**Exercise instructions:** Can you return, word for word, only the lines in the entries below starting at the line that contains "Objective — one point per instance of the white" and ending at the line that contains "Target: white cloud", with both of those lines included?

Point annotation data
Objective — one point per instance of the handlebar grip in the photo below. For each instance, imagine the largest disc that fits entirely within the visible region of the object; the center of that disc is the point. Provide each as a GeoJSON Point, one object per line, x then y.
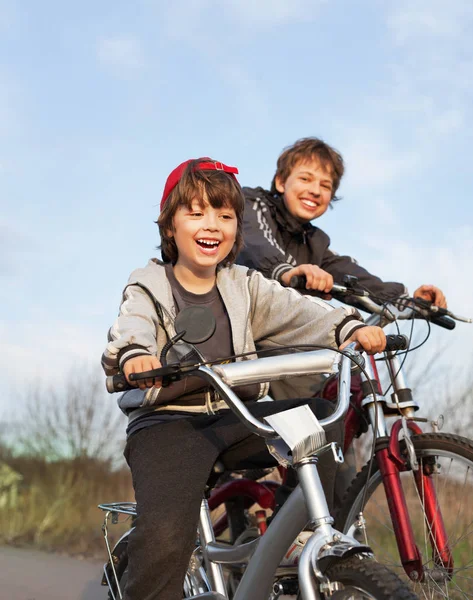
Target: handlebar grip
{"type": "Point", "coordinates": [117, 383]}
{"type": "Point", "coordinates": [298, 282]}
{"type": "Point", "coordinates": [442, 321]}
{"type": "Point", "coordinates": [396, 342]}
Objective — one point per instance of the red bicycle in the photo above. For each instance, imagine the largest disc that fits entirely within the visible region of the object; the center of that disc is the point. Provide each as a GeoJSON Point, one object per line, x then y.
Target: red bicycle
{"type": "Point", "coordinates": [411, 502]}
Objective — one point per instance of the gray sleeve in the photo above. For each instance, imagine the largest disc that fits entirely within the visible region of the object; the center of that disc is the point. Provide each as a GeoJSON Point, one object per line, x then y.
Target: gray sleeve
{"type": "Point", "coordinates": [134, 332]}
{"type": "Point", "coordinates": [261, 250]}
{"type": "Point", "coordinates": [281, 316]}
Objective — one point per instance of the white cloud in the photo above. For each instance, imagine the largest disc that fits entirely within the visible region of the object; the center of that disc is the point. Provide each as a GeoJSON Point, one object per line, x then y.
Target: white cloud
{"type": "Point", "coordinates": [122, 54]}
{"type": "Point", "coordinates": [198, 17]}
{"type": "Point", "coordinates": [411, 19]}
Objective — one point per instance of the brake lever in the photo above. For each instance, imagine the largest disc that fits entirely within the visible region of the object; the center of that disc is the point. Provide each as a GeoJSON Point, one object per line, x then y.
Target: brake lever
{"type": "Point", "coordinates": [440, 311]}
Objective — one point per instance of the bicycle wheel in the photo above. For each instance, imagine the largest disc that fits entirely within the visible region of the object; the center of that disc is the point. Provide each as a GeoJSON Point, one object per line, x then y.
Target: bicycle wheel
{"type": "Point", "coordinates": [363, 578]}
{"type": "Point", "coordinates": [448, 460]}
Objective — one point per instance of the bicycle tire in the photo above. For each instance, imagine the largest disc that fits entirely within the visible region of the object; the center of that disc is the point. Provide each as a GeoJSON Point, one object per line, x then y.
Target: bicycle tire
{"type": "Point", "coordinates": [363, 578]}
{"type": "Point", "coordinates": [452, 459]}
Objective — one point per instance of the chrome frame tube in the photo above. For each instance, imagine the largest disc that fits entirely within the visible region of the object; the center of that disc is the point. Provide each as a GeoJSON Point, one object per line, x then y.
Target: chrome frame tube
{"type": "Point", "coordinates": [314, 495]}
{"type": "Point", "coordinates": [237, 406]}
{"type": "Point", "coordinates": [273, 368]}
{"type": "Point", "coordinates": [396, 373]}
{"type": "Point", "coordinates": [211, 376]}
{"type": "Point", "coordinates": [207, 536]}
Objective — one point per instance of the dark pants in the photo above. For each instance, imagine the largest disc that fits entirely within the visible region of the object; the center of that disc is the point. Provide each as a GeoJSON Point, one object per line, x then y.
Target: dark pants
{"type": "Point", "coordinates": [170, 464]}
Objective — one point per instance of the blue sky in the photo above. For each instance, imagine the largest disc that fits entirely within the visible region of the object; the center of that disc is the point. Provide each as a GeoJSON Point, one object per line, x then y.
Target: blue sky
{"type": "Point", "coordinates": [100, 100]}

**Result of this exercise:**
Objective — one point per instance of the white cloud in the photo above. For each instance, imagine the largest disc that fits entirely within the visible region of the object; the center of that disc is the point. Provide each as a GeoJSON Point, one object per line, x then y.
Target: white cloud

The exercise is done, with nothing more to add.